==== DATA TO PROCESS

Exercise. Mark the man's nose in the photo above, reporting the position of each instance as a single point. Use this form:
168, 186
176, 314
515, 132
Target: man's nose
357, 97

========

§ PROBLEM TO SOLVE
Rewrite the lines above as a Markdown table with the columns Row and Line. Give each line its own numbered row and leave out any blank lines.

§ FINAL RESULT
| Row | Line |
|---|---|
| 1 | Exercise. Mark the man's nose in the photo above, reporting the position of each instance as a single point. Use this form: |
| 2 | 168, 186 |
| 3 | 176, 314 |
| 4 | 515, 132 |
| 5 | Target: man's nose |
| 6 | 357, 97 |